### [PROBLEM REQUIREMENTS]
Each line from the one containing "the white cabinet" through the last line of the records below is to be set down exactly; the rest stays out.

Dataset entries
__________
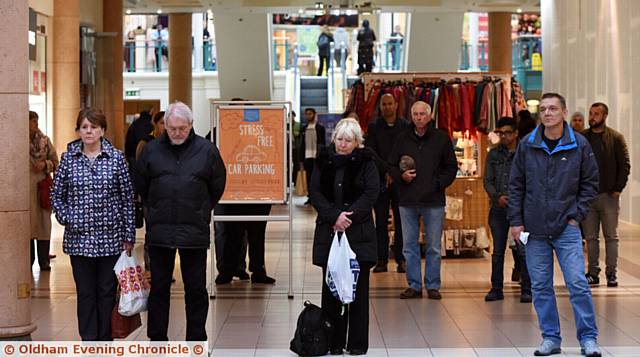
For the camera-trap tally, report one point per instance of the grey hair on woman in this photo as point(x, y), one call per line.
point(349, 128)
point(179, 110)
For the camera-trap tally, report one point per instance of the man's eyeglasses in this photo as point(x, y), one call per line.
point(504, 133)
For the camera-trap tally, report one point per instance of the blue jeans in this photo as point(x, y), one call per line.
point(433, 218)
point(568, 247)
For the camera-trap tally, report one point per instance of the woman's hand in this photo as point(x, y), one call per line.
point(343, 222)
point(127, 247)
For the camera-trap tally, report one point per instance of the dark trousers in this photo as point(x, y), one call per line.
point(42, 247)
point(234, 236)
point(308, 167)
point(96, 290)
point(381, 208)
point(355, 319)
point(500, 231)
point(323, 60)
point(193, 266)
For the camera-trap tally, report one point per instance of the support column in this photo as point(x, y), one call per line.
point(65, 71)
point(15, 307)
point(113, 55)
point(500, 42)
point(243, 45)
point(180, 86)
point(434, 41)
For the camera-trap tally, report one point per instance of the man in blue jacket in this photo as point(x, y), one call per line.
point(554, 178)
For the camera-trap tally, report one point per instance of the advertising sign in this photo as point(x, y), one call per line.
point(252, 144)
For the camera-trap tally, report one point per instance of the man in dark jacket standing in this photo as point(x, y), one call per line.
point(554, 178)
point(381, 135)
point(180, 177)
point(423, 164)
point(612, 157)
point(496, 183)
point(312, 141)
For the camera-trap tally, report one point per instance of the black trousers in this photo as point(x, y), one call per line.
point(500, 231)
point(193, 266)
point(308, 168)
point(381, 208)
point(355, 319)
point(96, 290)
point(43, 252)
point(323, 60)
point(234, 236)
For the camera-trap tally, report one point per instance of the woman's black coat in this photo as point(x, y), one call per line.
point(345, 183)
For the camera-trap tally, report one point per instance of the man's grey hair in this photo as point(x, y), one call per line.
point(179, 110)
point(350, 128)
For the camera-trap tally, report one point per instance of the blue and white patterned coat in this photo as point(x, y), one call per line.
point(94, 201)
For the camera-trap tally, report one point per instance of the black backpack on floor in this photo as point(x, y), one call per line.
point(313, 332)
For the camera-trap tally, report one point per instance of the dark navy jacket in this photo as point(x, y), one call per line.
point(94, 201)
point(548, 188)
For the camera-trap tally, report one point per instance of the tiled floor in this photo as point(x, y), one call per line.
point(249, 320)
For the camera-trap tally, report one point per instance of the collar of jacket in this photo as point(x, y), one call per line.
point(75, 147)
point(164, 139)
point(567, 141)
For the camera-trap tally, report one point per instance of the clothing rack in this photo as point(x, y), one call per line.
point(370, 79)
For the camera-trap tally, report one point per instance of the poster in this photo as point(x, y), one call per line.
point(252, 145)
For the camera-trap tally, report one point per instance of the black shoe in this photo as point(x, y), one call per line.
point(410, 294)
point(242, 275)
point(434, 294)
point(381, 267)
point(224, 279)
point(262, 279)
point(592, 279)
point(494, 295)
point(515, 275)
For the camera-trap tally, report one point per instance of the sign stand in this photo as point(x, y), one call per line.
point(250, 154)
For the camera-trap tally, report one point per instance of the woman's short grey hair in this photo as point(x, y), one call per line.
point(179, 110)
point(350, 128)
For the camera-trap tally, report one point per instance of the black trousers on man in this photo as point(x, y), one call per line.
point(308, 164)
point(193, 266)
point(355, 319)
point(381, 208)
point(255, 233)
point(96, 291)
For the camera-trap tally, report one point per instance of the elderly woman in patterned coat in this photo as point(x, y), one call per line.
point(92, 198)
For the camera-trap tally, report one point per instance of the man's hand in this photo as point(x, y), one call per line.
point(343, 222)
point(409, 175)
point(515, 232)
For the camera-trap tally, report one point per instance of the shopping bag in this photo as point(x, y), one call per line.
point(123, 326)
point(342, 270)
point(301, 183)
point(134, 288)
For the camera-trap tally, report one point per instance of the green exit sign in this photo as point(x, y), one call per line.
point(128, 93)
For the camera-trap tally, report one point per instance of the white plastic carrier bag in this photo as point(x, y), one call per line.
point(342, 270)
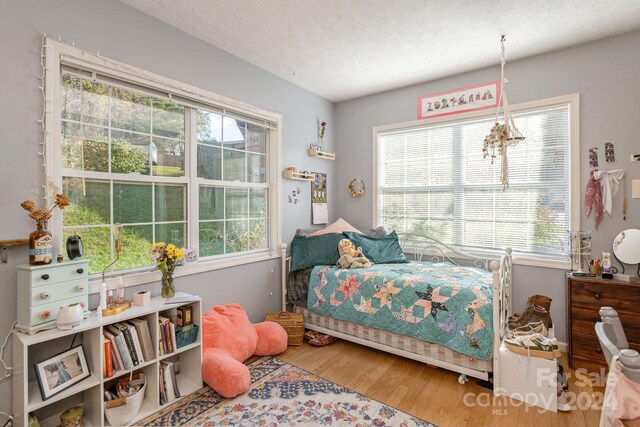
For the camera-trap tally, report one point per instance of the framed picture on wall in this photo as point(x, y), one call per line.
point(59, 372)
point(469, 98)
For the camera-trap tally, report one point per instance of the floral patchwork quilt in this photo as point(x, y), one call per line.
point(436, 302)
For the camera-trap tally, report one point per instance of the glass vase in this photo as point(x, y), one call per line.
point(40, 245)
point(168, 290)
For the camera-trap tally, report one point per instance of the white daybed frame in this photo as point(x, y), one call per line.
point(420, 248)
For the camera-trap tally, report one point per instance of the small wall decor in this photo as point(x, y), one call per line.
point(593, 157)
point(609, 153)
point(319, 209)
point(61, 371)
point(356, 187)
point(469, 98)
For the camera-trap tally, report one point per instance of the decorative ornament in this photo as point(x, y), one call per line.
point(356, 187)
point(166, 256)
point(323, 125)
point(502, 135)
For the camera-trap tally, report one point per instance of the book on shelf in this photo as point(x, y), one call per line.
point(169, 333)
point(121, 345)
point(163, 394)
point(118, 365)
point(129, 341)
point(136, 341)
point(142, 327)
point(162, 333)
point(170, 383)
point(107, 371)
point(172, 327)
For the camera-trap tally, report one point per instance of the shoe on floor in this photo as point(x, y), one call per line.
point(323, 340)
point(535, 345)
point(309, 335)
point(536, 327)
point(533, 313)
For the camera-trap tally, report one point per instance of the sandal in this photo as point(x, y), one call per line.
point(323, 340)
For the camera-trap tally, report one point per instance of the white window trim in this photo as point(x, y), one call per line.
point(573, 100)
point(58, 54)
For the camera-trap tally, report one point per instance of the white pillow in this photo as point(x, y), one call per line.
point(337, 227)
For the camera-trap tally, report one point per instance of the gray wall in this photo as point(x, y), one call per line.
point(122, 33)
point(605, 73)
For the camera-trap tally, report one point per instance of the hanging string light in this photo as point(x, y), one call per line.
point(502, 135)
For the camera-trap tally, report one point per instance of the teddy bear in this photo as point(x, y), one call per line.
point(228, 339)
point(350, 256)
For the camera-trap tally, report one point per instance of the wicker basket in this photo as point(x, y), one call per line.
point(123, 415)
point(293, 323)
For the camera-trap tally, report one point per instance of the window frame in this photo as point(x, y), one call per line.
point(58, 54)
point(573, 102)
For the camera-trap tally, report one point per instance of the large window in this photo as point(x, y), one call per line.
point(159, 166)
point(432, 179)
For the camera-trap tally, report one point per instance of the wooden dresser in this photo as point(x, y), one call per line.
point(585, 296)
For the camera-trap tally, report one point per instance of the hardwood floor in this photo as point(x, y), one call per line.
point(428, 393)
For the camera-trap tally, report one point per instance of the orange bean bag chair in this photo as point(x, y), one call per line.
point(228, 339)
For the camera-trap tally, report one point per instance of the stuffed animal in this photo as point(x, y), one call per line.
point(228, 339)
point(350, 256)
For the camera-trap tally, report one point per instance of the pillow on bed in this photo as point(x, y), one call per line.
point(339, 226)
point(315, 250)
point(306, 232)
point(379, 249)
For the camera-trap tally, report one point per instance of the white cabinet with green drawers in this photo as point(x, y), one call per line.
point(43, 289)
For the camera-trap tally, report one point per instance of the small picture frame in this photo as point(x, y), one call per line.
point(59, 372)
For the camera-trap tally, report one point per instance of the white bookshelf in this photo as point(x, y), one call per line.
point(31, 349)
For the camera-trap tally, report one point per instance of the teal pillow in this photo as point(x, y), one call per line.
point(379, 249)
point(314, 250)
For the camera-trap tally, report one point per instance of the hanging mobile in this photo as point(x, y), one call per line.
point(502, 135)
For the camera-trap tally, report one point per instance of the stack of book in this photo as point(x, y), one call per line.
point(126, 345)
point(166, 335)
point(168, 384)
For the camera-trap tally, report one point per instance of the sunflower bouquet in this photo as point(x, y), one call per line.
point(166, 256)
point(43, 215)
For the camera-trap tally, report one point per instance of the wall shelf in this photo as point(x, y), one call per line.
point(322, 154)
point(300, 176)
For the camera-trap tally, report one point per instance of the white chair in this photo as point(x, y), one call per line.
__________
### [FINISHED EXERCISE]
For the camera-trap tally, report one point per instance of the white cabinet with green drawers in this photo as point(x, y), one call per line.
point(43, 289)
For the camera-trap tally, report one point per instance of the small picture frame in this photo as point(x, y), one call per line.
point(59, 372)
For the camera-trap tally, report one point per instance of the white bookshelf in this photo as point(x, y), one call per line.
point(31, 349)
For the camera-trap tally, report one point per instance of the teal pillow in this photo as point(x, y), one call per line.
point(379, 249)
point(314, 250)
For the camera-trap tally, report one point per instance of the hanging mobile in this photo as point(x, y), one call per line.
point(502, 135)
For the camera-trap tally, report one point per instance of the stack of book in this photo as point(x, y), one call per line.
point(126, 345)
point(166, 335)
point(168, 384)
For the camera-trap tally, report one point per instance of the sunflower bouquet in this photo as point(x, y), one call per line.
point(166, 256)
point(43, 215)
For the camera-trap tally, report one point per instance of the wall shelf in this photo as point(x, y), one call per line.
point(322, 154)
point(300, 176)
For the camera-trap tally, report one point per instance of the white chair in this photo as point(x, y), one call per line.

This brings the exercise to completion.